[Start of Task data]

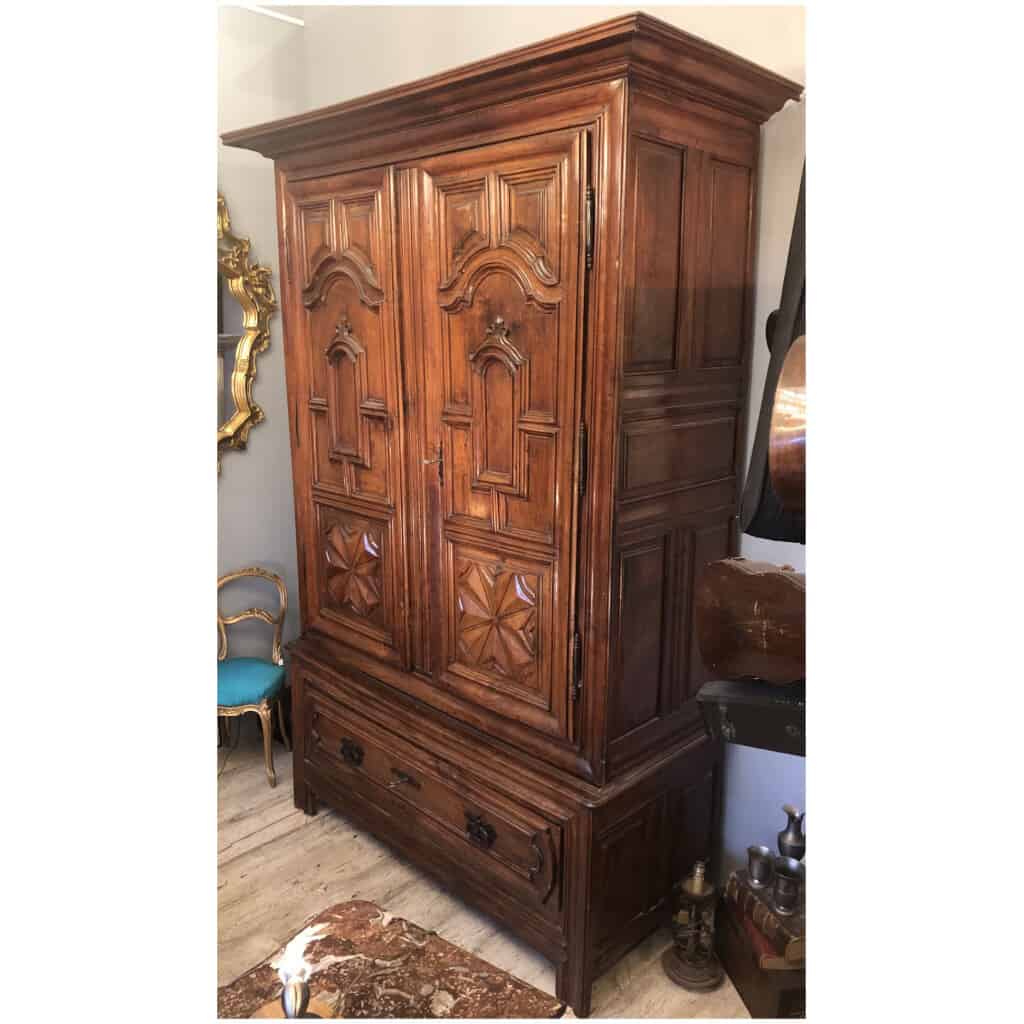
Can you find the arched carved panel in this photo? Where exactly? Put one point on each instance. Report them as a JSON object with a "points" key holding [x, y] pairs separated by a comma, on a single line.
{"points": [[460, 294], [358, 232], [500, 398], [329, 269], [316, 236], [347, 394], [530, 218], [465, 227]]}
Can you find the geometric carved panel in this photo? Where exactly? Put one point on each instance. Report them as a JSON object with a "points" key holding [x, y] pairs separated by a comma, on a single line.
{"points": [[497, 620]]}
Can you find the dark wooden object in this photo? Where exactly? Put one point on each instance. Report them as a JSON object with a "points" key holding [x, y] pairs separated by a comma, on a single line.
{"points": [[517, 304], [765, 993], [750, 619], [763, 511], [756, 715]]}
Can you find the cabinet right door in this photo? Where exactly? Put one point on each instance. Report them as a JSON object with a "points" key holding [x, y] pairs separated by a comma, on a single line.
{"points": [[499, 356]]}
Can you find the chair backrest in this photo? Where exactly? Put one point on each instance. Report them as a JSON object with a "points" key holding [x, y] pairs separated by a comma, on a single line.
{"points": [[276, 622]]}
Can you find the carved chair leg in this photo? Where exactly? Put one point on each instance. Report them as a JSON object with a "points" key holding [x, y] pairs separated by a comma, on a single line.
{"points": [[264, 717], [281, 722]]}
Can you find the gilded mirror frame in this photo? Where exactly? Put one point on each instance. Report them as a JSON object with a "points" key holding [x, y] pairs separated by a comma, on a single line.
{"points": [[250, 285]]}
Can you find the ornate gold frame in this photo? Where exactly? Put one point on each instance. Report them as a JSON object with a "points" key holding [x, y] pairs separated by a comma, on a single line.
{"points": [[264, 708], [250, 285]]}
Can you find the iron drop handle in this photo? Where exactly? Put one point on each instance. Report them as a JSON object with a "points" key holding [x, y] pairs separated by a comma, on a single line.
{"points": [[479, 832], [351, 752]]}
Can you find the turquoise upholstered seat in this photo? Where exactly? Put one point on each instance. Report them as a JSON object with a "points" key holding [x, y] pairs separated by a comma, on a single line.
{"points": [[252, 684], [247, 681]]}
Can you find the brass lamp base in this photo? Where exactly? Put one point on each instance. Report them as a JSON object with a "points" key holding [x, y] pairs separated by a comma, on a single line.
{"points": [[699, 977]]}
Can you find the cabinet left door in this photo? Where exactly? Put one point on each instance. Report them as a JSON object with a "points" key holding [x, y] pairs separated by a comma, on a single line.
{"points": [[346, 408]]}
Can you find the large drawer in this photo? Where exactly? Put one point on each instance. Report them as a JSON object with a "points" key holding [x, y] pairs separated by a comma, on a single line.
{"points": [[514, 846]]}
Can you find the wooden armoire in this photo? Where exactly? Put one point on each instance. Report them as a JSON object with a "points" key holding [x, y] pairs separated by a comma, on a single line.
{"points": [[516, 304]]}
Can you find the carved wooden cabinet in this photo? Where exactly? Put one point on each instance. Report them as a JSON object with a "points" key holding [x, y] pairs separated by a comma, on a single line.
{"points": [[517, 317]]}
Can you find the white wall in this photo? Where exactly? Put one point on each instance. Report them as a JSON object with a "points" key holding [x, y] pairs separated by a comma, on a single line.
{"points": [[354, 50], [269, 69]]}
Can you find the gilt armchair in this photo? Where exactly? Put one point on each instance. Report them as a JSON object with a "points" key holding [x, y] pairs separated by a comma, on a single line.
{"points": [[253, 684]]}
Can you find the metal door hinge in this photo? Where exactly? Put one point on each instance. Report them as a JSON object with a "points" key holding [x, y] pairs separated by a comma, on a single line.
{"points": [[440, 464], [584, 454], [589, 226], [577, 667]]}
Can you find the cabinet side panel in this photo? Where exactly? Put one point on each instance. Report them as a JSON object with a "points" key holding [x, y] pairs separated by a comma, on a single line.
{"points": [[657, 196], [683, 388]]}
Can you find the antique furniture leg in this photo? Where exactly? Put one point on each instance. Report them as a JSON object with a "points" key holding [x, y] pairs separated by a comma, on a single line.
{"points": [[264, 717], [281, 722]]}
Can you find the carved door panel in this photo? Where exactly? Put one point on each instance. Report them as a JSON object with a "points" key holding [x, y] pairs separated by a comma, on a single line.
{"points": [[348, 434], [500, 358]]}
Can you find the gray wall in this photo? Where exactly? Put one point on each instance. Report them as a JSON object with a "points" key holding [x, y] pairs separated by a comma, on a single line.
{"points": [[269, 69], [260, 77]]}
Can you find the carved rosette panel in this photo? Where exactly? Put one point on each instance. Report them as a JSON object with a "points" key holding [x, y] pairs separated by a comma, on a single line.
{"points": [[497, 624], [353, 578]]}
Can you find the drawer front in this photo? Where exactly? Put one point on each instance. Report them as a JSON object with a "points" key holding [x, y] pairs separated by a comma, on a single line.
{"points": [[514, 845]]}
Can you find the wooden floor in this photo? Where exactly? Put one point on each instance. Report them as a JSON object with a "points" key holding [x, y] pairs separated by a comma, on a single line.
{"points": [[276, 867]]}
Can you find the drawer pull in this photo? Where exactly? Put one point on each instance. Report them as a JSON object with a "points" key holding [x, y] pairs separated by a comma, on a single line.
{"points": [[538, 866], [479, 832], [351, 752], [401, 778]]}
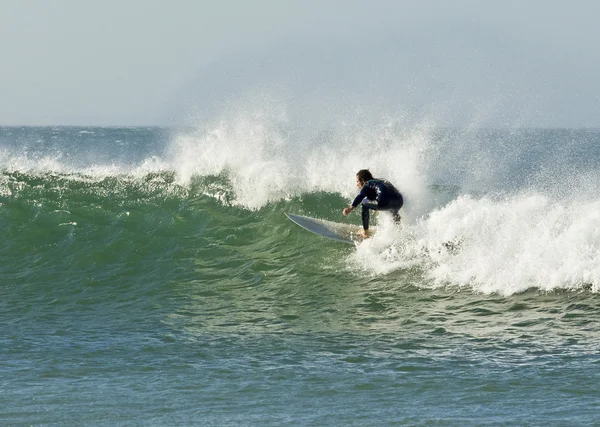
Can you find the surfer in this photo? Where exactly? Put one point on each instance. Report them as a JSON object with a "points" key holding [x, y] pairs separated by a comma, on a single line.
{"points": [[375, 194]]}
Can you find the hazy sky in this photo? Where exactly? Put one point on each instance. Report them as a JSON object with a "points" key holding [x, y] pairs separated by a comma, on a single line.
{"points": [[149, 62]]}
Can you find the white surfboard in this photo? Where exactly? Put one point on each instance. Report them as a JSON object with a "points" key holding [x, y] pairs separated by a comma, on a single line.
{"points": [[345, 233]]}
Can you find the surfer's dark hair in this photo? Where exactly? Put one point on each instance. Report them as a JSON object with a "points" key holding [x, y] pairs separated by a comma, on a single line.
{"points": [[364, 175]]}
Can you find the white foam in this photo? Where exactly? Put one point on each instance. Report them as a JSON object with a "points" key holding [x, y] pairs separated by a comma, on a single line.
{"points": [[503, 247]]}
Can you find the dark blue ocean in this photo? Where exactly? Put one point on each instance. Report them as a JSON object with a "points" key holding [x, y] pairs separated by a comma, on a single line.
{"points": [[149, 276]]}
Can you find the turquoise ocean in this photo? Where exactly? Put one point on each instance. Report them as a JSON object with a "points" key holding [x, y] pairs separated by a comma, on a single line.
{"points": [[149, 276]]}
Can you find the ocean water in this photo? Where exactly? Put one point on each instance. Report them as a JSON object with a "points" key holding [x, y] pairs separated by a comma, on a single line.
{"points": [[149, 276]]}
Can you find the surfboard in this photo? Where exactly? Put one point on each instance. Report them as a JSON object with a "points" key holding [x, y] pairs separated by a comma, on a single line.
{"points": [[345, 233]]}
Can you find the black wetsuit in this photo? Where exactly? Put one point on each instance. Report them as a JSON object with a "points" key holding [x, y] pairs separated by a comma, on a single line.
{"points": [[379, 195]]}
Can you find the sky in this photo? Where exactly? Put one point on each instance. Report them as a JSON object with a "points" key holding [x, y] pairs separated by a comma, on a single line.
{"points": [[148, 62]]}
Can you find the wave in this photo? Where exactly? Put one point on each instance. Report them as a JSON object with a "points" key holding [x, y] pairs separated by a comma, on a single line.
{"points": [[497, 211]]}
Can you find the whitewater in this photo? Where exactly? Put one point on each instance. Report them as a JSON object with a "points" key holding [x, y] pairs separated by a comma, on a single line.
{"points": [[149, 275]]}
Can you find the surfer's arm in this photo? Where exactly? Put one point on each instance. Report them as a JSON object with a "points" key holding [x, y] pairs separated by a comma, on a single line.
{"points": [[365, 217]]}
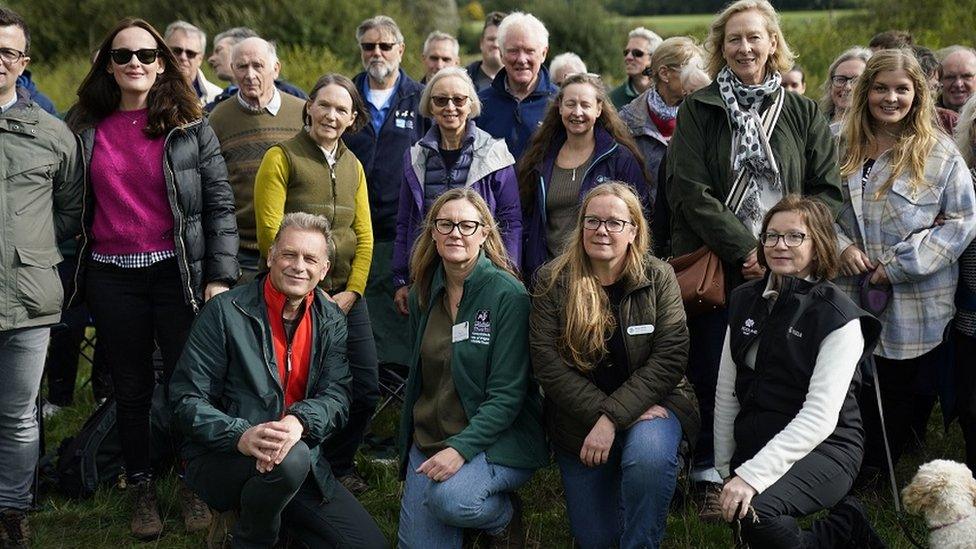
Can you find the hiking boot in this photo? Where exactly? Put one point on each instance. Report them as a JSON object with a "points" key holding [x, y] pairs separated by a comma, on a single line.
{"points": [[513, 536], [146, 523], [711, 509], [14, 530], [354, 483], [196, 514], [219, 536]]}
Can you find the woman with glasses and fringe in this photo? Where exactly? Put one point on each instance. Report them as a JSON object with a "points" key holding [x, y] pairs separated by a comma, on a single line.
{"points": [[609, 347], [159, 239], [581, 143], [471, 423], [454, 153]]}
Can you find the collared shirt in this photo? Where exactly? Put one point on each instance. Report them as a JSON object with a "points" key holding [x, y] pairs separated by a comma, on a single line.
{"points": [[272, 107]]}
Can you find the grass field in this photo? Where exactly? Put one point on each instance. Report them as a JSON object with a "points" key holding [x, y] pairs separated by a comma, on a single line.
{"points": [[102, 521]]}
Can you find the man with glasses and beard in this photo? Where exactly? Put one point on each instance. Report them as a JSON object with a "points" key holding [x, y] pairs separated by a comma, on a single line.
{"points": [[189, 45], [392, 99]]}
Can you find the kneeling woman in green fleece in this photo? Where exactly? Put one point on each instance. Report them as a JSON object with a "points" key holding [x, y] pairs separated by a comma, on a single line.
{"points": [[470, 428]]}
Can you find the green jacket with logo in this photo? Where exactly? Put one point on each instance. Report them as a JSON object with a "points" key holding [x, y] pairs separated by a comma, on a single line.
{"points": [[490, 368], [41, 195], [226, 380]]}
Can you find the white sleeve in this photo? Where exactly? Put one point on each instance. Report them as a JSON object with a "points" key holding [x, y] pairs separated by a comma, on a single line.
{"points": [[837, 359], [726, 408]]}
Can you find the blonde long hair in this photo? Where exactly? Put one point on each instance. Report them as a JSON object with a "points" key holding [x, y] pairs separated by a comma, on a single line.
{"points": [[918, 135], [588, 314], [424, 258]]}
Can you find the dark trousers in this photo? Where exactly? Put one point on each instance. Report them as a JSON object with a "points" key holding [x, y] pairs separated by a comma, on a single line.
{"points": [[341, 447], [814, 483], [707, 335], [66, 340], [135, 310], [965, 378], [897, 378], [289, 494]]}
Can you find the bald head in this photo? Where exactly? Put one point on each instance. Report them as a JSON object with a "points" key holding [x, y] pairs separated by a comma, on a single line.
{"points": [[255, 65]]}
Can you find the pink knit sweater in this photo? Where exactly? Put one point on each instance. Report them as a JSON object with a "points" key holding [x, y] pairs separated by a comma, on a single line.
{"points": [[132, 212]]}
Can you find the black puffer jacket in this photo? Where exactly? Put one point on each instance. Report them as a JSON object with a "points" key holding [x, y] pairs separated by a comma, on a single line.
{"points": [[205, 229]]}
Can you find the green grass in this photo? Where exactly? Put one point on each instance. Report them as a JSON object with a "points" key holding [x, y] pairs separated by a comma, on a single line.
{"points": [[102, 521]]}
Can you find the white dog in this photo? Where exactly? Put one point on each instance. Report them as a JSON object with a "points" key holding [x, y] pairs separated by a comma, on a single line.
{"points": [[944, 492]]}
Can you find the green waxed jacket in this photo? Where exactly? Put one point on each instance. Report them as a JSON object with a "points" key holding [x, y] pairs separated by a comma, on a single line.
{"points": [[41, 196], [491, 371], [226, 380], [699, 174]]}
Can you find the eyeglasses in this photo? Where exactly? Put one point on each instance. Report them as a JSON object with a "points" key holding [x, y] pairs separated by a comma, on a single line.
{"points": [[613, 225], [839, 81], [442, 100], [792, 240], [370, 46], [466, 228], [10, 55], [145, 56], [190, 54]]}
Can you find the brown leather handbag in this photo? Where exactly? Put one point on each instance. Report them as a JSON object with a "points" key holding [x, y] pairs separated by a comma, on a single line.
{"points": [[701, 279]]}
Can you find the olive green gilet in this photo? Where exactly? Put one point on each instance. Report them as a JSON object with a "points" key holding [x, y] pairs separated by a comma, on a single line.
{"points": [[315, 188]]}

[End of Task data]

== Challenge ==
Your task is to output exactly the lines running from the one with "Can you find the brown" through the final line of the material above, with both ends included.

== Final result ==
Can you find the brown leather handbag in this photo? Where exactly? Put one point on each instance. Report them as a JSON object with a "points" key holding [x, y] pairs separated by a comma, on a single line.
{"points": [[701, 279]]}
Can you find the olive green gilet in this photo? Where exactly? Put one point on each instance. Report them as a JSON object with a "points" key holding [x, y] pairs separated by a comma, on a single line.
{"points": [[315, 188]]}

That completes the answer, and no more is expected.